• [ПИСЬМЕННЫЕ ЗАДАНИЯ]
**A.** Изложите фрагмент беседы в двух предложениях.
**B.** В одном-двух предложениях объясните, чем О. Зыков во фрагменте беседы объясняет своё поздравление после слов К. Лариной о том, что он забыл о дне рождения.
**C.** Перепишите из фрагмента беседы дословно часть, которая открывается словами, содержащими «О. ЗЫКОВ: Нет, я», и заканчивается словами «задержат сотрудники милиции.».

• [ИЗВЛЕЧЁННЫЙ ТЕКСТ]

Э. БАБАКОНЬ: Олег, это идеально. А вот понравится ему девушка – и мама уже невольно отойдет на второй план. Если девушка ему назначит свидание после 10 часов, он скорее всего пойдет.

О. ЗЫКОВ: О! Антон! Я тебя поздравляю с днем рождения!

К. ЛАРИНА: Забыл даже, что у собственного ребенка день рождения.

О. ЗЫКОВ: Нет, я помню, конечно. Просто повод хороший. Ему сегодня 21 год. Это совершеннолетие по всем канонам. Я тебя поздравляю, очень люблю. И я очень рад, что ты мой друг. И так всегда было, понимаете. И ему 21 год. У него есть девушка (даже уже не первая).

Л. АЙВАР: Его уже не задержат сотрудники милиции.

(Записи набора данных)

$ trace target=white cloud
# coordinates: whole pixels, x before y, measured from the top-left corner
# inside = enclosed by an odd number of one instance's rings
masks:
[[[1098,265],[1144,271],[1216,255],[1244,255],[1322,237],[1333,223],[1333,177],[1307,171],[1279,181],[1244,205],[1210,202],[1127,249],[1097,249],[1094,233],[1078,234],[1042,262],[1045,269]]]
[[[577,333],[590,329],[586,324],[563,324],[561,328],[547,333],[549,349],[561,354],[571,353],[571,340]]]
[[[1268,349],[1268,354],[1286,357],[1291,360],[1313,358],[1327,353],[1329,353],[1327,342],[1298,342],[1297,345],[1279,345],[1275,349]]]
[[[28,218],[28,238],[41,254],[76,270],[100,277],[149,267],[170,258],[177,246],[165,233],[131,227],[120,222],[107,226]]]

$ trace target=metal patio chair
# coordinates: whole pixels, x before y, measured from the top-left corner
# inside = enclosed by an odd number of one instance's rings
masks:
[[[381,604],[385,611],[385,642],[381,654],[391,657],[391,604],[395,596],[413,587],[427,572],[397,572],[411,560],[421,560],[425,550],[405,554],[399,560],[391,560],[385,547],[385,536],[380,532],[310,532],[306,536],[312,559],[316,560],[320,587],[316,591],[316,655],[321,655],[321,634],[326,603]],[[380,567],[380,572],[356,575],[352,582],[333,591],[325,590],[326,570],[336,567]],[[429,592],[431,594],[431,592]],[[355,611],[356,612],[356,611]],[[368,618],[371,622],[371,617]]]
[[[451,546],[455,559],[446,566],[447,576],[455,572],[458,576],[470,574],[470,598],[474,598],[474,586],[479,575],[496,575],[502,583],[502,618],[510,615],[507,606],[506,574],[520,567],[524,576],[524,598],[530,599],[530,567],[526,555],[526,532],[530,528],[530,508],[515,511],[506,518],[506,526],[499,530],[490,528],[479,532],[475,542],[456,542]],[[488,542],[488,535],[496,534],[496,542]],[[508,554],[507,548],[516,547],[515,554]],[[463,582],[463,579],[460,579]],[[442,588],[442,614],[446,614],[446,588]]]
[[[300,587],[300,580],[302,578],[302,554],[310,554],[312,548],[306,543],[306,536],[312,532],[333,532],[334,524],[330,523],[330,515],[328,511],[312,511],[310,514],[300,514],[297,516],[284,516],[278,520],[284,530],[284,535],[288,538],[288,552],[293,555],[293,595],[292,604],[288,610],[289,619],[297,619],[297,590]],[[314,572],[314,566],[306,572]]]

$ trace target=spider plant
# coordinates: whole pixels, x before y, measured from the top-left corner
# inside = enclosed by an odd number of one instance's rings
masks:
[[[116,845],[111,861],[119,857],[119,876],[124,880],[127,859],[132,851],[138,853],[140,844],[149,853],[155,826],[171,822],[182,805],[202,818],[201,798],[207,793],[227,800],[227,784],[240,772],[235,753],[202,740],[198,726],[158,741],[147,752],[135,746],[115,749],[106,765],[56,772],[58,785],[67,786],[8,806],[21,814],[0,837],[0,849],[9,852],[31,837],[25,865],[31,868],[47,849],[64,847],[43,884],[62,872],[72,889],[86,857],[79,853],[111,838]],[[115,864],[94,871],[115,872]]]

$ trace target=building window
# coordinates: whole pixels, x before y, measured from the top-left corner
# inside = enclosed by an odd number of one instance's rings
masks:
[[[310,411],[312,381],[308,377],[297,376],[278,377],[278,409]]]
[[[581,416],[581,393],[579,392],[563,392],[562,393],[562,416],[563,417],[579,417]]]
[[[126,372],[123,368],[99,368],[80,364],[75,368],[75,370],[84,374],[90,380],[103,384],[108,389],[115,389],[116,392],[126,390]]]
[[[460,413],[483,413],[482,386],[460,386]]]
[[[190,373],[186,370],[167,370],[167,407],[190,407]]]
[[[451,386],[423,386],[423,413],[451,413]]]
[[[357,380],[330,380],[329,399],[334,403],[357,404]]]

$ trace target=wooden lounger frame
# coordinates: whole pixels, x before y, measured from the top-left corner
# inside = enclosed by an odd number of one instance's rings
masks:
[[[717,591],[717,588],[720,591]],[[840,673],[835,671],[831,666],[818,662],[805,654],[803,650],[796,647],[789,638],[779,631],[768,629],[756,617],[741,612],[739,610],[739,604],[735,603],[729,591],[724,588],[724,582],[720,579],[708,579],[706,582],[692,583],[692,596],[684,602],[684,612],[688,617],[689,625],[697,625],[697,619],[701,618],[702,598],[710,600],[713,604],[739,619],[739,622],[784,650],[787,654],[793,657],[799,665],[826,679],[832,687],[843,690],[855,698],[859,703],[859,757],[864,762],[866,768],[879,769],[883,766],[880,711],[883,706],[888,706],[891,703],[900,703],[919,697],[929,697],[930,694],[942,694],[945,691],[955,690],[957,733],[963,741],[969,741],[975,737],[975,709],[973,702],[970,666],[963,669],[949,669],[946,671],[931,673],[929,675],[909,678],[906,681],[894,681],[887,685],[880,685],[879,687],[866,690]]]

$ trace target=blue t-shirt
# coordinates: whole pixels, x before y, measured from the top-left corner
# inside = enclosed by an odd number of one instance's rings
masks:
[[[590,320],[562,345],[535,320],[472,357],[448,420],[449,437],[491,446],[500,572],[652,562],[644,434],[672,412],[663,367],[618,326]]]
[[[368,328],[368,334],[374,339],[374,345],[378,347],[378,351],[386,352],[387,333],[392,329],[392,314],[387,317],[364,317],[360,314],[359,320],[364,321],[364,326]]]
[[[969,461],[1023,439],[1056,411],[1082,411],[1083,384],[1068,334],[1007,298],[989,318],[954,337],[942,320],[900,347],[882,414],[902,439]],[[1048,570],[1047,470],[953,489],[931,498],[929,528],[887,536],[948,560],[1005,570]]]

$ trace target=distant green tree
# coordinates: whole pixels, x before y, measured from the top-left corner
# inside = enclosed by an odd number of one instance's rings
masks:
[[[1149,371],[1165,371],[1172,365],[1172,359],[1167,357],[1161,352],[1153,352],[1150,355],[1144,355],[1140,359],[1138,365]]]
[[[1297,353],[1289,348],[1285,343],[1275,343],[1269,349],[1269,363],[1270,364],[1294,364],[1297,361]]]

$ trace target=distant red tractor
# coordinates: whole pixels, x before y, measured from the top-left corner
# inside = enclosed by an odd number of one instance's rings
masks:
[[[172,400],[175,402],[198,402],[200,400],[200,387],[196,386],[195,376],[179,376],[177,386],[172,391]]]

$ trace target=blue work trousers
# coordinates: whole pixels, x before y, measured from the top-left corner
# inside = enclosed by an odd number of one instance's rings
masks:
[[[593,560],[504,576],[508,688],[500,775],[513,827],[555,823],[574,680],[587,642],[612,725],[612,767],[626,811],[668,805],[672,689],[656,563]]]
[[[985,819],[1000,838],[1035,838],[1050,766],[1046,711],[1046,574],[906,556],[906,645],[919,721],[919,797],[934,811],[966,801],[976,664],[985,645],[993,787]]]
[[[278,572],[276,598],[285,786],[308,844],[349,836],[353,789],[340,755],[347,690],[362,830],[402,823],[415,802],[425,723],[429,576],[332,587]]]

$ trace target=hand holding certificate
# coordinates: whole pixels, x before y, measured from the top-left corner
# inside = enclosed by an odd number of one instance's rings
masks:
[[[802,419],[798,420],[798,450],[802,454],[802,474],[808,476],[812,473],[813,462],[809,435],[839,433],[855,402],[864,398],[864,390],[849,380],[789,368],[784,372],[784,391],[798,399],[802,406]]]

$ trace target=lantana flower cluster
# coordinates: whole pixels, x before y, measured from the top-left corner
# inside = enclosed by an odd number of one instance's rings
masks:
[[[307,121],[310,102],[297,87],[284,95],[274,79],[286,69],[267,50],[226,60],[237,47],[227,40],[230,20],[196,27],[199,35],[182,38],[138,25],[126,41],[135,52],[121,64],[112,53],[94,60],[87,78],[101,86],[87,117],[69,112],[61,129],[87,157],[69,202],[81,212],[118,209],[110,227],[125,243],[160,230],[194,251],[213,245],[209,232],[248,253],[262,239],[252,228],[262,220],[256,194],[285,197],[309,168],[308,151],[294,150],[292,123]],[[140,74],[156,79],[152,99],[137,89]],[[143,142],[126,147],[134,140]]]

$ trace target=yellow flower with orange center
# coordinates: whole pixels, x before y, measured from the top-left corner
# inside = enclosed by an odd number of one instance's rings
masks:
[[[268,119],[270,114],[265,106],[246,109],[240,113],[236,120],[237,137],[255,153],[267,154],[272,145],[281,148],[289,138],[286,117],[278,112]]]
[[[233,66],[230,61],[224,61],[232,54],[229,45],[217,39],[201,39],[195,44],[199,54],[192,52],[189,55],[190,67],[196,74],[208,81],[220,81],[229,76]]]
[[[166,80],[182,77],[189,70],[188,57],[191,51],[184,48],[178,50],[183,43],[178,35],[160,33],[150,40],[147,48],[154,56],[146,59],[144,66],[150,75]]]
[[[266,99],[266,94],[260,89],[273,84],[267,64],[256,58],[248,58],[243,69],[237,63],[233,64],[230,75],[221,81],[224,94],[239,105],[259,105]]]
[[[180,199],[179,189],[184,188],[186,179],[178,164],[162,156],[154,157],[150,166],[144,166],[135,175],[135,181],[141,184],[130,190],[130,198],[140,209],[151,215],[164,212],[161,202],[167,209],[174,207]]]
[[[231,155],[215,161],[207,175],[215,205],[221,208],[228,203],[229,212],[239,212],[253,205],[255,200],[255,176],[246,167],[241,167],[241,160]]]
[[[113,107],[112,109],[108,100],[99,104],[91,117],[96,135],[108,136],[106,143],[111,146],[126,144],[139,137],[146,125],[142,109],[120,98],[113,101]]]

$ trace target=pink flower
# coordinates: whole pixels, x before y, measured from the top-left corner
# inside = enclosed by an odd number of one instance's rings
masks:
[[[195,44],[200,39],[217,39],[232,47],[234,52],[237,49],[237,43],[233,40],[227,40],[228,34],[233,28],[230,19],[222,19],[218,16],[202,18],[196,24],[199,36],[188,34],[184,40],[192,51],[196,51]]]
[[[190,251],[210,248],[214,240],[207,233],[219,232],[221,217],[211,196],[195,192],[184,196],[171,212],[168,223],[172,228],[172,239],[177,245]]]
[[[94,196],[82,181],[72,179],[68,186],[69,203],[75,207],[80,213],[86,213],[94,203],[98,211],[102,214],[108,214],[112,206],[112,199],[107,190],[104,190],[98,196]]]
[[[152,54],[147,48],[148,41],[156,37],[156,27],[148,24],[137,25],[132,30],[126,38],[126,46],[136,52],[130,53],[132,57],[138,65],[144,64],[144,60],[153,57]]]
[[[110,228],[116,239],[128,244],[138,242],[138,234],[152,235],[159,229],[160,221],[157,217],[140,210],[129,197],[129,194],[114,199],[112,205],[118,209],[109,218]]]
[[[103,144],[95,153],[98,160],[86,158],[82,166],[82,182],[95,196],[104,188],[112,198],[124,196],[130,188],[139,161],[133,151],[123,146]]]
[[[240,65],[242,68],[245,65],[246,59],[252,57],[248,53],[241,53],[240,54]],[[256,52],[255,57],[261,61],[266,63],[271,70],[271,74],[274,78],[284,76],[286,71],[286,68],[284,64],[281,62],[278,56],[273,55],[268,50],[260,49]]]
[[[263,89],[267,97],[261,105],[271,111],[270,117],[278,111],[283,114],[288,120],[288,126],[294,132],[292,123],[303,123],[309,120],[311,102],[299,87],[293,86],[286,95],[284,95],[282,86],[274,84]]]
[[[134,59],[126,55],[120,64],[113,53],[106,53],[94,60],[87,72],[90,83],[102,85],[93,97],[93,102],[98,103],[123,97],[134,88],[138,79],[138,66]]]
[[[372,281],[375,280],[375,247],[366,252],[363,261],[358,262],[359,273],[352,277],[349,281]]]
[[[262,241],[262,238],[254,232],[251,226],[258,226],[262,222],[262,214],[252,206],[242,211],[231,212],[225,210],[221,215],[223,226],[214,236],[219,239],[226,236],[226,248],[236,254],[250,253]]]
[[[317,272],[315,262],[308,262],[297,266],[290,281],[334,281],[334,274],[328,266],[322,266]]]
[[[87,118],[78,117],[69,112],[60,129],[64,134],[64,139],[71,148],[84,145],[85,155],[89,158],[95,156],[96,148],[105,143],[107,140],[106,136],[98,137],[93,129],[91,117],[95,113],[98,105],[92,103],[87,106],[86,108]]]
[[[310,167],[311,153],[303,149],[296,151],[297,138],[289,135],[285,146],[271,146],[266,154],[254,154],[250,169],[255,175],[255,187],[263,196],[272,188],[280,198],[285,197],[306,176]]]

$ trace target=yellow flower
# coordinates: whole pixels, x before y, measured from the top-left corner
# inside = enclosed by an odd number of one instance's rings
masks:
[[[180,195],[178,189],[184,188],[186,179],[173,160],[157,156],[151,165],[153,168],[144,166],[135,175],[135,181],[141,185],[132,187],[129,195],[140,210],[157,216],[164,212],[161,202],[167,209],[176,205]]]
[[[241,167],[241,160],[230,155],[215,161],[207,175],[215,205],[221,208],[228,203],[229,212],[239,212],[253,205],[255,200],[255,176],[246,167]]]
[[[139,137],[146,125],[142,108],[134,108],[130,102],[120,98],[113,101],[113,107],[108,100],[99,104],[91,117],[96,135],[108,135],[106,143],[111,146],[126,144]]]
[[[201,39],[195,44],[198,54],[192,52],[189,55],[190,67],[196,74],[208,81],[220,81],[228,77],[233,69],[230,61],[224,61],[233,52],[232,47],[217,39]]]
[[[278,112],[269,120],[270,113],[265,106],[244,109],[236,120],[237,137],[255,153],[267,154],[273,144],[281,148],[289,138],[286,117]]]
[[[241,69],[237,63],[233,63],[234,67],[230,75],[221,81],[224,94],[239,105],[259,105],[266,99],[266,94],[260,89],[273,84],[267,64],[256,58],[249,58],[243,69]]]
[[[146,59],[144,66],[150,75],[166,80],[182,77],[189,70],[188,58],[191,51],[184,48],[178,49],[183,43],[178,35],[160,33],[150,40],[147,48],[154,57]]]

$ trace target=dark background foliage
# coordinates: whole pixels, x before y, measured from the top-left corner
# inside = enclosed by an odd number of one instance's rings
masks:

• [ОТВЕТЫ ПО ПОРЯДКУ]
**A.** О. Зыков поздравляет своего сына Антона с днём рождения, говорит, что ему исполнился 21 год и это совершеннолетие по всем канонам, называет его своим другом и упоминает, что у него есть девушка. Перед этим Э. Бабаконь замечает, что с появлением понравившейся девушки мама невольно отойдёт на второй план, а Л. Айвар в конце говорит, что его уже не задержат сотрудники милиции.

**B.** О. Зыков отвечает, что, конечно, помнит о дне рождения, а поздравляет просто потому, что это хороший повод.

**C.**
О. ЗЫКОВ: Нет, я помню, конечно. Просто повод хороший. Ему сегодня 21 год. Это совершеннолетие по всем канонам. Я тебя поздравляю, очень люблю. И я очень рад, что ты мой друг. И так всегда было, понимаете. И ему 21 год. У него есть девушка (даже уже не первая).

Л. АЙВАР: Его уже не задержат сотрудники милиции.